━━ FRAGMENTO PARA LEER

Continúen combatiendo, hermanos míos, y no se turben con rumores de los tiempos o las sazones, antes bien, crean esto: que Dios está en Cristo Jesús reconciliando consigo al mundo, y todos los confines de la tierra verán la salvación del Dios nuestro. Esperen cotidianamente la venida del Señor, pero, con todo, esfuércense por hacer avanzar Su imperio, pues “Dominará de mar a mar, y desde el río hasta los confines de la tierra”. El Señor no ha retirado Su mano de Su “escogido, en quien su alma tiene contentamiento”. Él sujetará naciones delante de Él y desatará lomos de reyes para abrir puertas delante de Él. Con un libertador confirmado tan gloriosamente, no hay espacio para temer el fracaso. Nuestra esperanza y nuestra fe descansan gozosamente en Él, a quien el Eterno da Su omnipotencia con la cual sujetará a Sí mismo todas las cosas.

 

II.   Ahora, con la ayuda del Señor, vamos a adelantar un poco más. Habiendo contemplado al glorioso Ser que envió a Jesús para la obra de la emancipación del hombre, hemos de considerar, en segundo lugar, AL ENVIADO MISMO.

━━━━

### TAREAS
- 1) Enumera todas las formas verbales en imperativo con las que el fragmento del sermón se dirige a los hermanos.
- 2) Por favor, prosigue el fragmento del sermón a partir de su última oración.
Las entradas no tienen relación con el fragmento del sermón.

━━ MATERIAL EXTRAÍDO

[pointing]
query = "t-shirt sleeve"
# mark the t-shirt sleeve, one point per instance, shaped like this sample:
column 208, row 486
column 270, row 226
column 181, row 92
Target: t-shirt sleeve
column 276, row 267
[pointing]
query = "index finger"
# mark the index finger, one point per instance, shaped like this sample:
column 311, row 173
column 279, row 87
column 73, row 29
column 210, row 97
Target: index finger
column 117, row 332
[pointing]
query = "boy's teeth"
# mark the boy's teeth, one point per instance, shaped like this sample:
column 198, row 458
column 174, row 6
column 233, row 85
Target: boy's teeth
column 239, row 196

━━━━
━━ MATERIAL EXTRAÍDO

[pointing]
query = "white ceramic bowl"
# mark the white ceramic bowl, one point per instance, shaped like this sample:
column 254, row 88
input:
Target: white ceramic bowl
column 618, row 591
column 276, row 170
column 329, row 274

━━━━

### RESPUESTAS
- 1) Continúen, no se turben, crean, esperen, esfuércense

- 2)
Lo tenemos descrito en el primer versículo de este capítulo, y las primeras palabras de la descripción que vamos a seleccionar nos informan que Jesús es el escogido. “Mi escogido, en quien mi alma tiene contentamiento”. Dios se ha agradado en apartar a Su bienamado Hijo para que sea el Salvador de los pecadores, y en todos los sentidos Él es el más apto. Como hombre, Él es supremamente apropiado para la obra; ningún otro ser nacido de mujer era idóneo para la empresa. Nacido de una manera peculiar, sin mancha ni defecto, sólo Él en la raza humana poseía la naturaleza santa que era necesaria para hacerlo el mensajero del amor de Dios. Acabo de intentar mostrarles que Dios ciñó a nuestro Señor con Su omnipotencia, y ésto debería conducir a cada pecador a sentir que Cristo puede salvarle, pues ¿hay algo que no pueda hacer la Omnipotencia? No podemos hablar de imposibilidades o ni siquiera de dificultades cuando tenemos a la Omnipotencia ante nosotros. Ningún pecador es difícil de salvar, ni hay ataduras que sean difíciles de quitar, cuando Dios, el Todopoderoso, llega para salvar. 

 

Ahora miren el otro lado del cuadro, y recuerden que Cristo Jesús era la única persona idónea en la que el Padre podía poner la plenitud de Su poder salvador. En su compleja persona Él es idóneo, en todos los sentidos, para fungir como Mediador entre Dios y el hombre. Quien puso la ayuda sobre uno que es poderoso, enaltecido y escogido de entre el pueblo, fue guiado por la sabiduría infalible en Su elección. Nadie más era tan apto como Él; de hecho no había nadie más. “Porque nadie puede poner otro fundamento que el que está puesto”. Nadie puede abrir otra puerta de esperanza que la puerta que Dios ha abierto en la persona de Cristo.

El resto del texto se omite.